Problem description: Extract the data exactly, missing nothing.

Data to use:
***

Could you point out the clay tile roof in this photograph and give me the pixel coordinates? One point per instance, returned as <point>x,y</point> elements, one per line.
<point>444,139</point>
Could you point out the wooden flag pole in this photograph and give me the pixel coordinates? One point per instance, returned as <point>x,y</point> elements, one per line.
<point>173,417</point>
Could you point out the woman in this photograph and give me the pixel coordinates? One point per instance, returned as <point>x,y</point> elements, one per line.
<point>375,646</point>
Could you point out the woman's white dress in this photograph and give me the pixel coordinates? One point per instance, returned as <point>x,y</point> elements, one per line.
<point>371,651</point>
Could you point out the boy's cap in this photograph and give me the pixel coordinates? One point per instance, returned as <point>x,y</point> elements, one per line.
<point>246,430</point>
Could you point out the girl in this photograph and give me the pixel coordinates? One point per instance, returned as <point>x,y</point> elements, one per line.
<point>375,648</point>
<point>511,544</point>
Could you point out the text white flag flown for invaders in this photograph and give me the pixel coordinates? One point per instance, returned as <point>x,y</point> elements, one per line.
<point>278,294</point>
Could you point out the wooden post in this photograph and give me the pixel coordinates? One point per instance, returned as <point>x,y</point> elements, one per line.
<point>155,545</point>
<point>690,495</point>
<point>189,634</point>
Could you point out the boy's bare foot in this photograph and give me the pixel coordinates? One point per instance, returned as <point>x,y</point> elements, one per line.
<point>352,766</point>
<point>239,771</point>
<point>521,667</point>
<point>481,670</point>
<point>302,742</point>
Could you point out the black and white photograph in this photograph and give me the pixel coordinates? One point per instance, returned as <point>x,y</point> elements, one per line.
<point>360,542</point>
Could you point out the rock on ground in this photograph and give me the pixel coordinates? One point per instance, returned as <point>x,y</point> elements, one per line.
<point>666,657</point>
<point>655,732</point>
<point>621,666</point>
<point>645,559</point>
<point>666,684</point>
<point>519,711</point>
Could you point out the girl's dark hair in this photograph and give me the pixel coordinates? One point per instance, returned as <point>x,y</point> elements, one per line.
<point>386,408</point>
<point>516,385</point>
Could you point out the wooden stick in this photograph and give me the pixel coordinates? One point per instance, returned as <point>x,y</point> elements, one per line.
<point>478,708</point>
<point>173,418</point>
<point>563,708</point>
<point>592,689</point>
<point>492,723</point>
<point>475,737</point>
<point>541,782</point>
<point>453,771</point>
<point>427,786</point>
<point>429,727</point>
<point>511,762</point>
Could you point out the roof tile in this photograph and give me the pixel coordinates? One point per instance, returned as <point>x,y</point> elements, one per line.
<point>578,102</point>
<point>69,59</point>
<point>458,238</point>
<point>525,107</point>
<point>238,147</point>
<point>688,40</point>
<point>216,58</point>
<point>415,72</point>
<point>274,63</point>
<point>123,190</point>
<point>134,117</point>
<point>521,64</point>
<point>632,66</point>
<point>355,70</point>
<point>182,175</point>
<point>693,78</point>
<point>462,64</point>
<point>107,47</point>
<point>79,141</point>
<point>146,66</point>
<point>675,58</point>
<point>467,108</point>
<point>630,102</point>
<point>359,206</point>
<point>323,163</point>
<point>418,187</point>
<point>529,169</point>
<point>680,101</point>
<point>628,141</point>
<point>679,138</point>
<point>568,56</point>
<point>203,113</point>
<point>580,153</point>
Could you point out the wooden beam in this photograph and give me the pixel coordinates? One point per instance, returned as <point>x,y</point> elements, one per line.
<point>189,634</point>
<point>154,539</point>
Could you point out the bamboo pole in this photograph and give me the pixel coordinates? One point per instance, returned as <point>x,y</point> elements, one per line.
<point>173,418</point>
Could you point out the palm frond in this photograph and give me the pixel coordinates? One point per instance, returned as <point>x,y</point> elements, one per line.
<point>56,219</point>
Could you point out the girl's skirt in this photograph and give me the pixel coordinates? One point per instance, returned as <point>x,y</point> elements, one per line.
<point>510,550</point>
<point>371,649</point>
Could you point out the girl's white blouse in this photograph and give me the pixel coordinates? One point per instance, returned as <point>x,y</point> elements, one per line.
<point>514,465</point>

***

Final result:
Could you point out the clay tile roof in this photograph and give me the pixel coordinates? One point per instance, returned as <point>x,y</point> elements, one per line.
<point>444,139</point>
Could you point out the wooden flag pole in this photograph and give me the pixel coordinates? One point per instance, returned as <point>x,y</point> elements, one per line.
<point>173,417</point>
Could you point out the woman in this photograph and give me the pixel coordinates? One point per instance, returned as <point>x,y</point> elements, one per line.
<point>375,646</point>
Could you point out the woman's white dress in this photograph and give me the pixel coordinates? One point per instance, returned as <point>x,y</point> elements, one per line.
<point>371,651</point>
Could you point out the boy's cap in this photograph and give me the pixel coordinates? One point per instance, returned as <point>x,y</point> elements, one per line.
<point>246,430</point>
Could you point out the girl in this photograph and give me the pixel coordinates? One point per instance, returned as <point>x,y</point> elements, one per line.
<point>375,648</point>
<point>511,544</point>
Could you point out the text white flag flown for invaders in this photograph and give me the pixel coordinates? One point per instance, returned as <point>x,y</point> elements, one per line.
<point>278,294</point>
Could you point out the wooden post in this photograph and give me the pixel coordinates? One point per instance, returned as <point>x,y</point> elements, one per line.
<point>155,545</point>
<point>690,495</point>
<point>189,634</point>
Could you point out the boy's bare foot in this photograph and give me the pixel coordinates? One point per instance, returned as <point>x,y</point> elements, one per line.
<point>352,766</point>
<point>239,771</point>
<point>521,667</point>
<point>481,670</point>
<point>302,742</point>
Could you point out the black and white photograph in this photograph and give me the pixel coordinates? One point per instance, returned as <point>x,y</point> elements, one per line.
<point>360,542</point>
Could you point out the rock on ground in this photograph and give me the pixel coordinates? One point per instance, returned as <point>x,y</point> elements, one per line.
<point>666,657</point>
<point>655,732</point>
<point>621,666</point>
<point>645,559</point>
<point>666,684</point>
<point>519,711</point>
Could you point out the girl's dark hair in this photograph and give me the pixel coordinates? One point per instance, returned as <point>x,y</point> elements, one per line.
<point>386,408</point>
<point>516,385</point>
Could you point out the wooden stick in this photograph and give me the pixel coordinates? One point per instance, returned as <point>x,y</point> elements, one per line.
<point>478,708</point>
<point>173,418</point>
<point>563,708</point>
<point>592,689</point>
<point>492,723</point>
<point>475,737</point>
<point>541,782</point>
<point>453,771</point>
<point>427,786</point>
<point>429,727</point>
<point>511,762</point>
Could you point out the roof tile in this photograph and give me the pixel coordinates? One point per instance, returned as <point>x,y</point> elements, one per line.
<point>578,102</point>
<point>69,59</point>
<point>458,238</point>
<point>525,107</point>
<point>238,147</point>
<point>688,40</point>
<point>216,58</point>
<point>415,72</point>
<point>274,63</point>
<point>123,190</point>
<point>134,117</point>
<point>521,64</point>
<point>632,66</point>
<point>355,70</point>
<point>182,175</point>
<point>693,78</point>
<point>462,64</point>
<point>107,47</point>
<point>79,141</point>
<point>146,66</point>
<point>675,58</point>
<point>467,108</point>
<point>630,102</point>
<point>359,206</point>
<point>323,163</point>
<point>418,187</point>
<point>529,169</point>
<point>680,101</point>
<point>628,141</point>
<point>679,138</point>
<point>568,56</point>
<point>203,113</point>
<point>580,153</point>
Could you point out the wooden beam in this photograph and give me the pixel coordinates? One point per instance, returned as <point>x,y</point> elements, one per line.
<point>189,634</point>
<point>154,539</point>
Could you point out the bamboo pole in this photograph and give me the pixel coordinates? One point per instance, returned as <point>x,y</point> elements, one per line.
<point>173,418</point>
Could you point out the palm frond in this photograph and give me the pixel coordinates? One point per instance, returned as <point>x,y</point> elements, one per line.
<point>56,219</point>
Could you point out the girl's skirt in this photograph and give me the pixel coordinates? One point per instance, returned as <point>x,y</point> elements, one per line.
<point>510,550</point>
<point>371,649</point>
Could you point out the girl's white blouse in this photograph and give me the pixel coordinates? One point per instance, returned as <point>x,y</point> elements, one per line.
<point>514,465</point>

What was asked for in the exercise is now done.